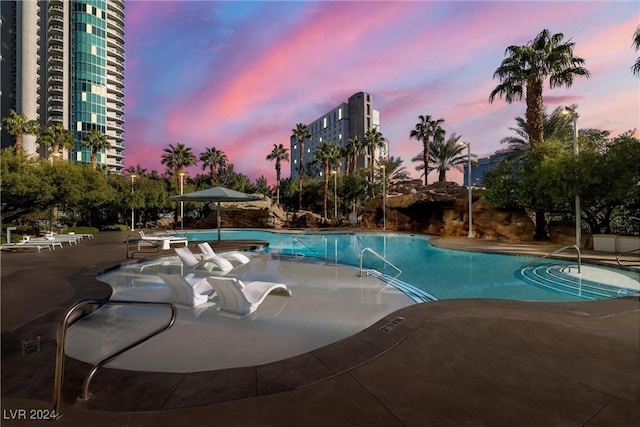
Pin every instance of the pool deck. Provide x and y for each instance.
(457, 362)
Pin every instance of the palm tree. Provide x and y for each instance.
(557, 126)
(445, 155)
(329, 155)
(527, 67)
(301, 134)
(176, 159)
(373, 140)
(636, 45)
(215, 160)
(18, 125)
(393, 169)
(136, 170)
(279, 154)
(425, 129)
(354, 147)
(97, 141)
(56, 136)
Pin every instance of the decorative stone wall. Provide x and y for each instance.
(442, 209)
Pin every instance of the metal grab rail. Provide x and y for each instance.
(627, 253)
(555, 252)
(362, 252)
(62, 333)
(293, 246)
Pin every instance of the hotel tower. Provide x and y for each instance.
(63, 63)
(347, 120)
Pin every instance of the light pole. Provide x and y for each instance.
(181, 202)
(384, 197)
(335, 196)
(133, 220)
(574, 116)
(461, 143)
────────────────────
Retype the lines of the records above word for word, leaving out the picture.

_Final result_
Pin every instance of the pool deck. Provide x and y for each instance.
(457, 362)
Pin every instance of the palm tree. Provide x and y for each instance.
(557, 126)
(445, 155)
(329, 155)
(527, 67)
(301, 134)
(176, 159)
(373, 140)
(636, 45)
(215, 160)
(18, 125)
(393, 169)
(136, 170)
(279, 154)
(425, 129)
(354, 147)
(97, 141)
(56, 136)
Pin every instance of the decorative stone wall. Provide x and y for each instance.
(442, 209)
Pin every instance of the metal grab rail. Provide x and y for each instance.
(627, 253)
(555, 252)
(362, 252)
(62, 333)
(293, 246)
Pin every instance of the hotel tower. Provide x and y for each instance.
(63, 63)
(347, 120)
Pin every instance of the light pole. Provide x and y for each instance.
(181, 202)
(384, 197)
(335, 196)
(133, 220)
(574, 116)
(461, 143)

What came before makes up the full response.